- **EXERCISE AIM**: Set down each entry below exactly as it stands.

- **RECORD SET**:
++++++++
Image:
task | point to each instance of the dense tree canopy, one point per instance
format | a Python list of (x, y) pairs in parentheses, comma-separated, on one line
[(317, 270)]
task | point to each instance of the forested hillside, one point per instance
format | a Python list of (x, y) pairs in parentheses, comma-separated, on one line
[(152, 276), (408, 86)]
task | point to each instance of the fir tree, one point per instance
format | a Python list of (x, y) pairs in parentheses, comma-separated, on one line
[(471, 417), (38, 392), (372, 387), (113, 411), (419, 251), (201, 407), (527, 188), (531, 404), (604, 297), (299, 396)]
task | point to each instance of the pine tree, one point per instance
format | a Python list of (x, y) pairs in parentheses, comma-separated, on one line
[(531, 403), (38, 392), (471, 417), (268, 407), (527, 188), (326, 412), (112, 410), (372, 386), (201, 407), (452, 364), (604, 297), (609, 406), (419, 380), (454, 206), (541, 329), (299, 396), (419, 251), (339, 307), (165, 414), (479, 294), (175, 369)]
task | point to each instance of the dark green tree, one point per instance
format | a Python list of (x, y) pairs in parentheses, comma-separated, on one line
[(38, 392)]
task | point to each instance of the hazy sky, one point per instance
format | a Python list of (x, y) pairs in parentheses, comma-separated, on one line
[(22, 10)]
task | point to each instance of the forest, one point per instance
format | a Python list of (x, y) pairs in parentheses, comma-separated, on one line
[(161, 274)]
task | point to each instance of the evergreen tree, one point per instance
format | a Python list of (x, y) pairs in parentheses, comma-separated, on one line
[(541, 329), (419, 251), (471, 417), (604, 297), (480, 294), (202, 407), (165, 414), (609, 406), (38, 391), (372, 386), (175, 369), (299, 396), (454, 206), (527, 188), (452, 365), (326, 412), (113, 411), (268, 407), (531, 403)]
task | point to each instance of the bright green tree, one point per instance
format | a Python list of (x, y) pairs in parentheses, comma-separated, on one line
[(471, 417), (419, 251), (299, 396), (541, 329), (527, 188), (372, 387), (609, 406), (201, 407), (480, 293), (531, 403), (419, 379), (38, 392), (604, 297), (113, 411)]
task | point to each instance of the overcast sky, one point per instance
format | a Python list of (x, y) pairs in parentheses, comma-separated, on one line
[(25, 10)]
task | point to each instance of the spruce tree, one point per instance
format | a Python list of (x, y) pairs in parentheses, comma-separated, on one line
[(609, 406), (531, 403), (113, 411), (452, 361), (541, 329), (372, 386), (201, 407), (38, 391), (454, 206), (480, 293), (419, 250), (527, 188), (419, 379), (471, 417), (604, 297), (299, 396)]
++++++++
- **ANSWER BOX**:
Image:
task | point to each instance of the dense tree canopy, one point per instance
format | a Python list of (x, y) pairs in parentheses, comma-separated, on one line
[(317, 270)]
task | point to each instance of the forested hillside, one point per instance
format | a Python list of (x, y) pairs in parentheses, comma-separated, on one line
[(152, 276), (408, 86)]
task | point to each instance of the fir tree, one point per instance
format | a Python list of (x, y) pairs in parentheses, comma-separated, on one line
[(471, 417), (38, 392), (372, 387), (113, 411), (419, 251), (201, 407), (527, 188), (531, 404), (604, 297), (299, 396)]
task | point to each instance of the pine tree, one point per instance
format | a Python list of (x, y) pairs in parentheses, comma-separated, on one line
[(531, 403), (38, 392), (471, 417), (268, 407), (527, 188), (326, 412), (112, 410), (372, 386), (201, 407), (452, 364), (604, 297), (609, 406), (419, 380), (454, 206), (541, 329), (299, 396), (419, 251), (339, 307), (165, 414), (479, 294), (175, 369)]
task | point to each instance of the dark green tree, one point per instance
format | a Python list of (x, y) pairs in parentheses, comma-separated, on one line
[(38, 392)]
task | point to each instance of the hazy sky, one point per instance
format | a Python list of (x, y) pairs in parentheses, comma-separated, on one line
[(22, 10)]
task | point to each instance of the forest, one point per instance
format | a Python list of (x, y) pairs in parentheses, comma-separated, on one line
[(161, 274)]
task | point to each instance of the evergreen tree, one point per instance
format | a Python list of (x, y) pairs in parentheses, comma-separated, on one line
[(541, 329), (419, 251), (471, 417), (604, 297), (480, 294), (202, 407), (165, 414), (609, 406), (38, 391), (372, 386), (175, 369), (299, 396), (454, 206), (527, 188), (452, 365), (326, 412), (113, 411), (268, 407), (531, 403)]
task | point to each instance of the bright green tree, one point per instance
format | a Python list of (x, y) pairs in parentheses, comma-separated, on one line
[(471, 417), (419, 251), (299, 396), (541, 329), (527, 188), (372, 387), (609, 406), (201, 407), (480, 293), (531, 403), (419, 379), (38, 392), (604, 297), (113, 411)]
task | point to each instance of the overcast sky, one point per instance
format | a Python list of (x, y) pairs in parentheses, comma-separated, on one line
[(25, 10)]
task | point to each instance of the spruce tree, one point per instance
format | a Python list of (x, y) pairs in parentheses, comma-separated, on one line
[(609, 406), (531, 403), (113, 411), (452, 361), (541, 329), (372, 386), (201, 407), (38, 391), (454, 206), (480, 293), (419, 250), (527, 188), (419, 379), (471, 417), (604, 297), (299, 396)]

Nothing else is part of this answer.